Film score by Marco Beltrami
- Released: July 20, 2004
- Studios: Newman Scoring Stage, 20th Century Fox, Los Angeles
- Genre: Film score
- Length: 44:06
- Labels: Varèse Sarabande; Fox Music;
- Producer: Marco Beltrami

Marco Beltrami chronology
| Hellboy (2004) | I, Robot (2004) | Flight of the Phoenix (2004) |

= I, Robot (soundtrack) =

I, Robot (Original Motion Picture Soundtrack) is the film score soundtrack to the 2004 film I, Robot, directed by Alex Proyas starring Will Smith. The musical score is composed by Marco Beltrami, conducted by Pete Anthony, performed by the Hollywood Studio Symphony and released under the Varèse Sarabande label on July 20, 2004.

== Development ==
Marco Beltrami composed the film score "with only 17 days to render the fully [sic]finished work". It was scored for 95 orchestral musicians and 25 choral performers, with emphasis placed on sharp brass ostinatos. Beltrami composed the brass section to exchange octaves with the strings accenting scales in between. The technique has been compared as Beltrami's "sincere effort to emulate the styles of Elliot Goldenthal and Jerry Goldsmith and roll them into one unique package." The "Tunnel Chase" scene, according to Mikeal Carson, starts "atmospherically but transforms into a kinetic adrenaline rush with powerful brass writing and ferocious percussion parts". The "Spiderbots" cue highlights ostinatos in meters such as 6/8 and 5/4 and reveals "Beltrami's trademark string writing which leads to an orchestral/choral finale." Despite modified representations of the theme throughout the movie, it is the end credits that eventually showcase the entire musical theme. Erik Aadahl and Craig Berkey were the lead sound designers.

+===+

*CHALLENGE A:*
Render this sentence from the I, Robot soundtrack article in Spanish: "It was scored for 95 orchestral musicians and 25 choral performers, with emphasis placed on sharp brass ostinatos."
*CHALLENGE B:*
Reproduce the portion of the I, Robot soundtrack article that opens with the words containing "Marco Beltrami chronology" and closes with "July 20, 2004.".

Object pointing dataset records
+===+

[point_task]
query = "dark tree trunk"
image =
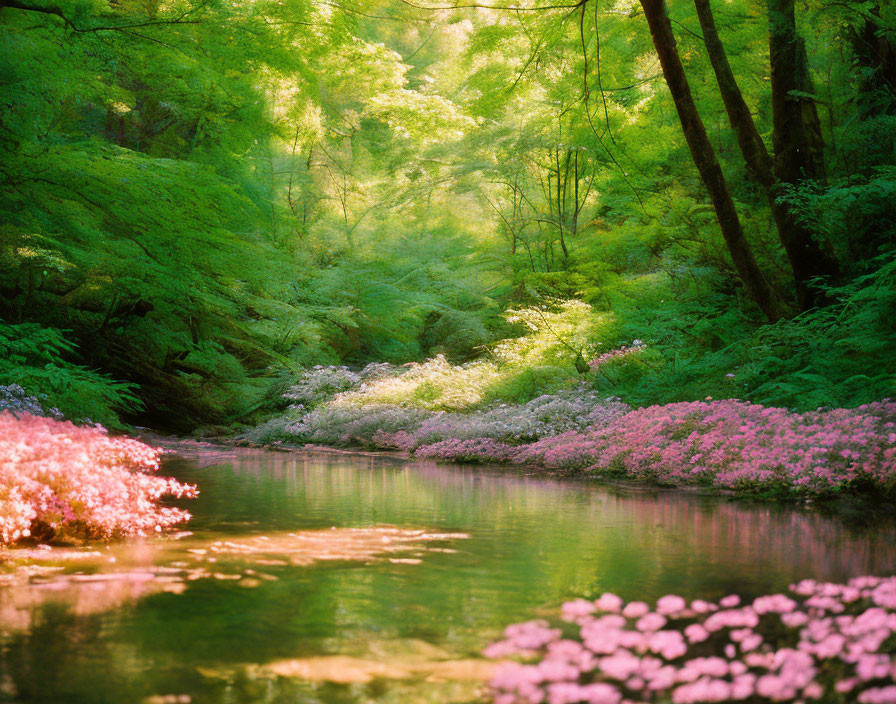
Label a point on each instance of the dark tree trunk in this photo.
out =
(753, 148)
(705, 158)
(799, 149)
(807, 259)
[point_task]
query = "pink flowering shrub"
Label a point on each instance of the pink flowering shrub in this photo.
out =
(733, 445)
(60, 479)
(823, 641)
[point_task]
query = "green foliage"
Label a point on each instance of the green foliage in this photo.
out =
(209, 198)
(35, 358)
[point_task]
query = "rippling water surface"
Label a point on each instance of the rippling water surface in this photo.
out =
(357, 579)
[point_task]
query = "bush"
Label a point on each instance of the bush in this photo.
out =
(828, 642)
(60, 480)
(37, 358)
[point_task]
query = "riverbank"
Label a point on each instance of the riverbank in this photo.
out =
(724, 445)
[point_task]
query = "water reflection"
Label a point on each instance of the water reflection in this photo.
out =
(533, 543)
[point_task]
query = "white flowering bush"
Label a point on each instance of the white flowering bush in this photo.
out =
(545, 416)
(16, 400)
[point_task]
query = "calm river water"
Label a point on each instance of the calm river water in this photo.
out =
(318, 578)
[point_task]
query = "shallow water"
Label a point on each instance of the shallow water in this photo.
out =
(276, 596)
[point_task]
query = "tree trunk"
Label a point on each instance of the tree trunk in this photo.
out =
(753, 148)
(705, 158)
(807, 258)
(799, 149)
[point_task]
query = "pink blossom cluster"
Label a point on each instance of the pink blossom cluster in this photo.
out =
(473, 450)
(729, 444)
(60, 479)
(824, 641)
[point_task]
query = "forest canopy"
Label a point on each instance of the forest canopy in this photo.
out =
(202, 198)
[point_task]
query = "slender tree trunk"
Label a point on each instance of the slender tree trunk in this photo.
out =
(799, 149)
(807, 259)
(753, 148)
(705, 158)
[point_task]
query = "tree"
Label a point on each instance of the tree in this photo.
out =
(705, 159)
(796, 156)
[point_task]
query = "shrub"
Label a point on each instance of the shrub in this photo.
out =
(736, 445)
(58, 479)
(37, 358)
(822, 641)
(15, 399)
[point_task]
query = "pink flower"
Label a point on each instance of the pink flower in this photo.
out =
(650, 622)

+===+

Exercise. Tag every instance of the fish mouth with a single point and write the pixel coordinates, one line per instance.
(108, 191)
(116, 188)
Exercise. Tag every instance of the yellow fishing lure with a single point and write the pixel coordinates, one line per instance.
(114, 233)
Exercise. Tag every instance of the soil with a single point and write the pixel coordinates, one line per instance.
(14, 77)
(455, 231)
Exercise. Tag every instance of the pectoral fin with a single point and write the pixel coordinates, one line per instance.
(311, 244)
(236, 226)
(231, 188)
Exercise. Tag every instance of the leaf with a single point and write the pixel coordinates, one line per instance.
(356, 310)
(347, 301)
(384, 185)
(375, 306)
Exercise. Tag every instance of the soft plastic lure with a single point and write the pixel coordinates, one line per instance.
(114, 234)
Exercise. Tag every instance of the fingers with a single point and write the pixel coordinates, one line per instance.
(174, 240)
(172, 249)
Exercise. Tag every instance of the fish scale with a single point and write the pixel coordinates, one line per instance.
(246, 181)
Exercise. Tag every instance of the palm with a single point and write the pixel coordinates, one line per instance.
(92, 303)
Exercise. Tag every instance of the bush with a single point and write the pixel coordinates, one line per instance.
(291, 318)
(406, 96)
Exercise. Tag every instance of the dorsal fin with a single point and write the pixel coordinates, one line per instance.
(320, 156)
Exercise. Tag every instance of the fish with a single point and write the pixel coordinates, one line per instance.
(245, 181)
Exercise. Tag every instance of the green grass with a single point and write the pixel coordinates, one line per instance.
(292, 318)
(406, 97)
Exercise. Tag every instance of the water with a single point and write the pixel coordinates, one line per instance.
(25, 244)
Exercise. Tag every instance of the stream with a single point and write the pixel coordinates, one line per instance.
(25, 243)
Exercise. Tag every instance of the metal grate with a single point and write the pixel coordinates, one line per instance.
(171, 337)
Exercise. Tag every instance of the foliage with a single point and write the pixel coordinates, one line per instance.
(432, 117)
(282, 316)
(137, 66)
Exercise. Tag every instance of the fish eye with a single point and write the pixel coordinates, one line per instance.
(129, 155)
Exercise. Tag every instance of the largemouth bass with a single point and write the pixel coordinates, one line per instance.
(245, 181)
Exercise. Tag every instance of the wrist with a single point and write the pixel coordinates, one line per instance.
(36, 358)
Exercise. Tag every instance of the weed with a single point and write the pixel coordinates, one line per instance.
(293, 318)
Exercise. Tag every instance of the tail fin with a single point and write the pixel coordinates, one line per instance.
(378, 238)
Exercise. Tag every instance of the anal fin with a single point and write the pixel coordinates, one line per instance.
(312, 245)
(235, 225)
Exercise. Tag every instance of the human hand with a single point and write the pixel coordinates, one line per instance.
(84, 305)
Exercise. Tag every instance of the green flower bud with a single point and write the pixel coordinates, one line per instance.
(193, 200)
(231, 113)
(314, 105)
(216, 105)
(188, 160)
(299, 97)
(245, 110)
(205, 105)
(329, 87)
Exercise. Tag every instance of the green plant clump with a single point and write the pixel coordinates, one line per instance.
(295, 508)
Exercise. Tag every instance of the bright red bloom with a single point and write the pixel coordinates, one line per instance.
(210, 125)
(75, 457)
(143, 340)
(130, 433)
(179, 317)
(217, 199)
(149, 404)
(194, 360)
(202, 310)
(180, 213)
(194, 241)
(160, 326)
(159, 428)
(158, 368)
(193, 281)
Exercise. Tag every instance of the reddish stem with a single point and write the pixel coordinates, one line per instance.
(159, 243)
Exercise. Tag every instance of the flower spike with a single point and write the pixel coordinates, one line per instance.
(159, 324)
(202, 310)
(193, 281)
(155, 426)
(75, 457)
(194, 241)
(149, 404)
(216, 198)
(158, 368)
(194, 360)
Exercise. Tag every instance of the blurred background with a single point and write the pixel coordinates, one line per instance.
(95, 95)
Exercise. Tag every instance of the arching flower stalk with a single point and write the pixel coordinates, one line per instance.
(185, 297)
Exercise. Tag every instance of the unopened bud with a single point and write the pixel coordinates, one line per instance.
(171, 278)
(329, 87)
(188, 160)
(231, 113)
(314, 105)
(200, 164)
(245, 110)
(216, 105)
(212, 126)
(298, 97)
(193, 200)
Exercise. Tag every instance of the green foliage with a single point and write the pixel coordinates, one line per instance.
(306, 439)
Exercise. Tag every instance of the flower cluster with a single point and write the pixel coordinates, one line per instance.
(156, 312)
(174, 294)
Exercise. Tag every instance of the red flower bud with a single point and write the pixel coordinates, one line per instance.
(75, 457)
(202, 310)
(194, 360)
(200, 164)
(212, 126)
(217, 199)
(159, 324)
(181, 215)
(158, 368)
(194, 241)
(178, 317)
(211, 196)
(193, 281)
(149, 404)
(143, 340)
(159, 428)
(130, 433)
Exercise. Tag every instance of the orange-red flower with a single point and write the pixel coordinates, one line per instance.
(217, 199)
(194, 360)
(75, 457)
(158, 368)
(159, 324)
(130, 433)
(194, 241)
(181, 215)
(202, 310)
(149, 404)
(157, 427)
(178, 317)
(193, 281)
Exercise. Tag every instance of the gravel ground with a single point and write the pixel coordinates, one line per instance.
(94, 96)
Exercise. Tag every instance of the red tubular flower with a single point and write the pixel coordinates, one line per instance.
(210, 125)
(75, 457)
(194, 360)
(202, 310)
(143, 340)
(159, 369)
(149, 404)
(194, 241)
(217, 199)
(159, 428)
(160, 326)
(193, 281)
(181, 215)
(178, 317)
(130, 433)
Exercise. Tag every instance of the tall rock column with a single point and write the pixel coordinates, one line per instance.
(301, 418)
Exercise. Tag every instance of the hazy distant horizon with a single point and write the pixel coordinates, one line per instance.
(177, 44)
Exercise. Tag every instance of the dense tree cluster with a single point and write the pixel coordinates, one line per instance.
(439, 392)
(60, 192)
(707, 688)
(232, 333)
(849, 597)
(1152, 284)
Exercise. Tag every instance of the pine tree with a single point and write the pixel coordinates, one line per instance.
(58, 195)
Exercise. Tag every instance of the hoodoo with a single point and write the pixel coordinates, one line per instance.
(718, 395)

+===+

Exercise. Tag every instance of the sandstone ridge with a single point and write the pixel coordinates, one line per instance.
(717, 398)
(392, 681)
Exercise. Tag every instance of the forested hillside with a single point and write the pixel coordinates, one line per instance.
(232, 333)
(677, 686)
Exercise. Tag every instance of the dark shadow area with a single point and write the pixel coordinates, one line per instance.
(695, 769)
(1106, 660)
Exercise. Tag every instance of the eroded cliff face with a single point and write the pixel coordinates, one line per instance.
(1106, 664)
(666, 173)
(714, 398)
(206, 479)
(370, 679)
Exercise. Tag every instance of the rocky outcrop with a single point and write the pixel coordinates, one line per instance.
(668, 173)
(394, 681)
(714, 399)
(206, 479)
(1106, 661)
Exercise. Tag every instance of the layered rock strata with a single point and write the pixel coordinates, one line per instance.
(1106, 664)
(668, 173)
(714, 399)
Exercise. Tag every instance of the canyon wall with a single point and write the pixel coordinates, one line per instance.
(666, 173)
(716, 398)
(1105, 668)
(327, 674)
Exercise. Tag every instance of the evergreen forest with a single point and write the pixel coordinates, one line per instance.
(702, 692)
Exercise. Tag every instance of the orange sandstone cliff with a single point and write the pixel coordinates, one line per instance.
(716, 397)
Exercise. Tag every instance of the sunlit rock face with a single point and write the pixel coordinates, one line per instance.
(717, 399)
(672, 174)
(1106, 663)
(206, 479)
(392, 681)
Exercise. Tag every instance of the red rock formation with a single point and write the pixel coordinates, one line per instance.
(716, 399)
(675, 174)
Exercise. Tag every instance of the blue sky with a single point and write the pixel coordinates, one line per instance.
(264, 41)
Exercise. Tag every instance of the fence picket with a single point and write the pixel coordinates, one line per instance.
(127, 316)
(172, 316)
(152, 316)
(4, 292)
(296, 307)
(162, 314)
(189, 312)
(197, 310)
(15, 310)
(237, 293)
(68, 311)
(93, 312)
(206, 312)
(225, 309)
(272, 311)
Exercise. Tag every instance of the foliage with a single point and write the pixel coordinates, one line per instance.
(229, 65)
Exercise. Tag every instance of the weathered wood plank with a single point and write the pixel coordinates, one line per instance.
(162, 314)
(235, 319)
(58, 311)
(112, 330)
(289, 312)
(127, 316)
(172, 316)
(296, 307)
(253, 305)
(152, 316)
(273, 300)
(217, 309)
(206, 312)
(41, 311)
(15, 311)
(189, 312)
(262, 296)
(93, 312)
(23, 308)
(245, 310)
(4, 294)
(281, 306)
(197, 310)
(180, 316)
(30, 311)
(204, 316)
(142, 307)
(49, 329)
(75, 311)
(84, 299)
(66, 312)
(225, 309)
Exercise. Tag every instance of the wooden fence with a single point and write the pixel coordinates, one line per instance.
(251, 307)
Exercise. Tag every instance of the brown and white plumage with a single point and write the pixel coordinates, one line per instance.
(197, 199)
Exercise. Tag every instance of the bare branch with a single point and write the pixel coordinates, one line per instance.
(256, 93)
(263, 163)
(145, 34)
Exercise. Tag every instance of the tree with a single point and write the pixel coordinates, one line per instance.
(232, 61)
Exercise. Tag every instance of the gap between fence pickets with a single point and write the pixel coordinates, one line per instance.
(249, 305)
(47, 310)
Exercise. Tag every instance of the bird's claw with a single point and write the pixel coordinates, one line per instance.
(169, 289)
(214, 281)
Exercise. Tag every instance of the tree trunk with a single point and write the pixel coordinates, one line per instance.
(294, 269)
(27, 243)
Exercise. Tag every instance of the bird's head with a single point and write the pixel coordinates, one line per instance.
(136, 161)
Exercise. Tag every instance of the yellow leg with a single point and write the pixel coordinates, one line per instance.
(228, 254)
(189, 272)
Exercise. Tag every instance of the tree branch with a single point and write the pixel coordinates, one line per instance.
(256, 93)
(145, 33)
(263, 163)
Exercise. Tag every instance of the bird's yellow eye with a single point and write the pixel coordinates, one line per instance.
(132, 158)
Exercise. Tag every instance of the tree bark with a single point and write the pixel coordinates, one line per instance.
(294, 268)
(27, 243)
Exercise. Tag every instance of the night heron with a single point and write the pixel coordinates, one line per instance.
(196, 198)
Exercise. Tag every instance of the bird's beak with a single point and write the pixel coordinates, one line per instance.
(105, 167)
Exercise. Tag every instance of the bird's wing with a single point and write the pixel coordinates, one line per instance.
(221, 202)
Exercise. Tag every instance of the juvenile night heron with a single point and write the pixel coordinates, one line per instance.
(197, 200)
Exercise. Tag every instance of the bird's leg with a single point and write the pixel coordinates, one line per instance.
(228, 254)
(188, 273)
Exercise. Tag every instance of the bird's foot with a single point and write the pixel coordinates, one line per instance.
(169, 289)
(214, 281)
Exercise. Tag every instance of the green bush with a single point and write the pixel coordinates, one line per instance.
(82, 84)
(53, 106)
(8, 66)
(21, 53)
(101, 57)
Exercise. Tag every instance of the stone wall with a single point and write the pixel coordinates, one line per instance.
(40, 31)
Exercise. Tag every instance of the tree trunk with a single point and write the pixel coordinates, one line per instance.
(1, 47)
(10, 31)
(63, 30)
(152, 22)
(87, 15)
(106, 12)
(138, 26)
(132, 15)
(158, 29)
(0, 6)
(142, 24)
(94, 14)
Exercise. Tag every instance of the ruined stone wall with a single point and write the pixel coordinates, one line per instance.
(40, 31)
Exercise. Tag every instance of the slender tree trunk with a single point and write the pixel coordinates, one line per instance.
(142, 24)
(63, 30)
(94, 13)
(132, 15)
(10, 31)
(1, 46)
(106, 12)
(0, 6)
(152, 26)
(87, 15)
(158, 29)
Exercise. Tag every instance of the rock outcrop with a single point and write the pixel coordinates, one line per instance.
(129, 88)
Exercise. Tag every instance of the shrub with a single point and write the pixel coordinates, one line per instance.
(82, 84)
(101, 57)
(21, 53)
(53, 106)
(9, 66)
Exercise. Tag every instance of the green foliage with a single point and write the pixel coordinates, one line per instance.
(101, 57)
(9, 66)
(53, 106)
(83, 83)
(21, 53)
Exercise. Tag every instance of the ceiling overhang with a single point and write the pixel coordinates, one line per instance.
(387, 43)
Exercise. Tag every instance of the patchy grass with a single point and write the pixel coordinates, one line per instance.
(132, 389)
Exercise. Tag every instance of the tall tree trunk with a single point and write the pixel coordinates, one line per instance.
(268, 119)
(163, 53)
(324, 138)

+===+

*TASK OUTPUT A:*
Fue escrita para 95 músicos orquestales y 25 intérpretes corales, con énfasis puesto en incisivos ostinatos de metales.

*TASK OUTPUT B:*
Marco Beltrami chronology
| Hellboy (2004) | I, Robot (2004) | Flight of the Phoenix (2004) |

= I, Robot (soundtrack) =

I, Robot (Original Motion Picture Soundtrack) is the film score soundtrack to the 2004 film I, Robot, directed by Alex Proyas starring Will Smith. The musical score is composed by Marco Beltrami, conducted by Pete Anthony, performed by the Hollywood Studio Symphony and released under the Varèse Sarabande label on July 20, 2004.